__Task goal__.
In the data below, copy out everything from the line containing "Target: orange rose" down to the end, keeping every line including the requests. Shift the coordinates in the answers by adding 125 to each number.

========================

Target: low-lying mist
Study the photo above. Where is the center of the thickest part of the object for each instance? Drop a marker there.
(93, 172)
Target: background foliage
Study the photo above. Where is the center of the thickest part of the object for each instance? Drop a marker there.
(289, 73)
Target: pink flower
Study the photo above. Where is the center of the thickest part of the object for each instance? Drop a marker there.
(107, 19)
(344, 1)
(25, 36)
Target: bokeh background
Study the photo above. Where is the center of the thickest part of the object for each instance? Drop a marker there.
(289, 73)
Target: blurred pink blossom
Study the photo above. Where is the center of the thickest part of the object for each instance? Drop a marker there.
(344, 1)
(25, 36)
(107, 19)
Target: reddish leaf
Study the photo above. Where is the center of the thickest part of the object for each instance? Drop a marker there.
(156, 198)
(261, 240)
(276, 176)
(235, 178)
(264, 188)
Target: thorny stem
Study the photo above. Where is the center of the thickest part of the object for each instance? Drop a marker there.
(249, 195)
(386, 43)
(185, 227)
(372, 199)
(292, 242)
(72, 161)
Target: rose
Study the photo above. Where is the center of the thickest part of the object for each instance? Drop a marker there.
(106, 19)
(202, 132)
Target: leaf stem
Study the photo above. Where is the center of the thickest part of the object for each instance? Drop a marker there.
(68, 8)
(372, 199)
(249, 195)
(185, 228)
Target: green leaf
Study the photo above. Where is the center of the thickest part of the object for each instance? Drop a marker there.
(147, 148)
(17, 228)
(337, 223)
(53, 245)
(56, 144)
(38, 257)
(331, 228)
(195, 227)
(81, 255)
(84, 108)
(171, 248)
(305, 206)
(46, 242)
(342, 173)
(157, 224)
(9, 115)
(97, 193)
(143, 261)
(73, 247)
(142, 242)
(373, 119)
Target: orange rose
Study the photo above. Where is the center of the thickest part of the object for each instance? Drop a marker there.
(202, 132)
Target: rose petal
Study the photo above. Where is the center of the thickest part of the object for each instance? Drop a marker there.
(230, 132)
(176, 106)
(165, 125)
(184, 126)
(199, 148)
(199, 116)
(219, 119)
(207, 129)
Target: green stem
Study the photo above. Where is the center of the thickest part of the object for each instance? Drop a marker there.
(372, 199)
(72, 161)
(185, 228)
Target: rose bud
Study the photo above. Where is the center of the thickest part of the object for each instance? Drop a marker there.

========================

__Solution to this task__.
Target: orange rose
Study the photo above. Where is the center of the thickest part of the object for each instance? Drop a marker there.
(327, 257)
Target: rose petal
Study the photo above. Where is the center of the thickest part of the object for each instance? Drop a marker there.
(355, 257)
(301, 231)
(290, 250)
(309, 251)
(324, 273)
(324, 241)
(344, 244)
(332, 254)
Target: green stem
Study the photo above. Where is the center of the thickest part of the object for each instance? Drop a marker there.
(497, 324)
(197, 286)
(310, 353)
Target: rose bud
Study the photo above. Where is the center of the thickest part of the object for each instance? Drop a marker there.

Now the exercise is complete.